+++ EXERCISE PASSAGE

Comfort. Encouragement. Love. While familiar for most children, these feelings were completely foreign to Alan Quaife. From an early age, he grew up in a home that lacked sincere intimacy and affection. He recalls being raised in an environment where there was a lot of tension and pressure. “My parents never gave me much encouragement and love, especially my father. I would come home and tell my dad about different things I had done and every time there was no response – he just didn’t care”.
Growing up, Alan was a gifted sportsman and placed much of his passion and energy into Australian football. At the young age of 14, Alan was signed up by Collingwood football club. “I thought this would be the real moment when my dad would be proud of me. However after telling him the news, there was still no reaction.”
Going against his father’s wishes, he went into sales and worked his way up to become a National Sales Manager. All the while trying to gain any sort of interest from his parents. After receiving no encouragement and interest, he started to feel dejected.
Finally after years of trying to please his parents, Alan resorted to questioning whether he was in fact an adopted child. “For years I asked my parents about it and the response was always the same – I would get yelled and screamed at”.
It wasn’t until five years ago, Alan’s mother finally admitted the truth. “I received a phone call on a Monday morning at 5:25am, I will never forget the time. That was the moment I found out. All of a sudden, I lost my identity”. Alan’s complete sense of belonging and knowing who he was shattered.
Following this, Alan struggled with depression. However, during a surgery for an injury in football; he had an encounter with God. “When I had my operation, I stopped breathing. In that moment I remember crossing the bed and began floating up. I nearly got to the top when a figure (which clearly was God) leaned over and clearly said to me “I’m not ready for you yet”. Suddenly Alan awoke. It was a defining moment that he would never forget.

++++++
+++ SOURCE DATA

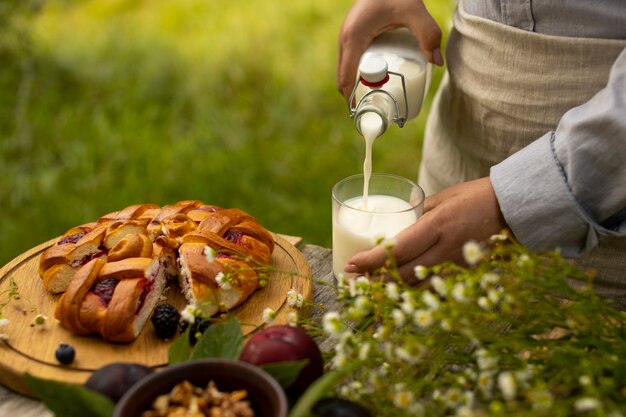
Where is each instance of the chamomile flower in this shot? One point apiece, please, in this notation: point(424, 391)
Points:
point(393, 291)
point(439, 285)
point(483, 302)
point(472, 252)
point(421, 272)
point(423, 318)
point(459, 292)
point(431, 300)
point(292, 319)
point(209, 253)
point(189, 313)
point(292, 298)
point(332, 324)
point(403, 398)
point(364, 351)
point(489, 279)
point(399, 319)
point(586, 404)
point(39, 320)
point(222, 281)
point(485, 383)
point(269, 315)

++++++

_LIST OF TASKS_
a: List the three feelings named in the opening line of the passage about Alan Quaife.
b: Write the next part of the passage about Alan Quaife, picking up after its final sentence.
The rows have nothing to do with the passage about Alan Quaife.

_EXPECTED RESPONSES_
a: Comfort, encouragement, love

b:
The following year, he moved to Dromana and was invited to church by a friend. During the service, Alan experienced the touch of God and decided to join Alpha the very following day. “I was there because I was lost. I was looking for something, but didn’t know what I was looking for. Within the first four weeks of Alpha, I learnt why I was there. I found the direction where I was going.” Only few weeks into the course Alan felt led by God to take up sport chaplaincy.
(Photo credit: Frankston Standard Leader)
Today Alan heads up his own football team for disadvantaged, addicts and homeless people within the community, and also runs Urban Chaplaincy, an organisation aimed at supporting and helping people who have lost their way and bringing them to church.
Despite facing hurt, rejection and pain throughout his life, God has outpoured love, healing and purpose over Alan. Alan has taken his gifts and talents and chosen to share them with the people around him, bringing light and joy to the community.
“We are all looking for something. Come to Alpha with an open mind and heart. Sit and listen and reap the rewards. The main thing is that you have got to COME. Not for one or two weeks but come for the full ten weeks. You will understand life so much better and you will meet such great people – I have friends for life through Alpha”.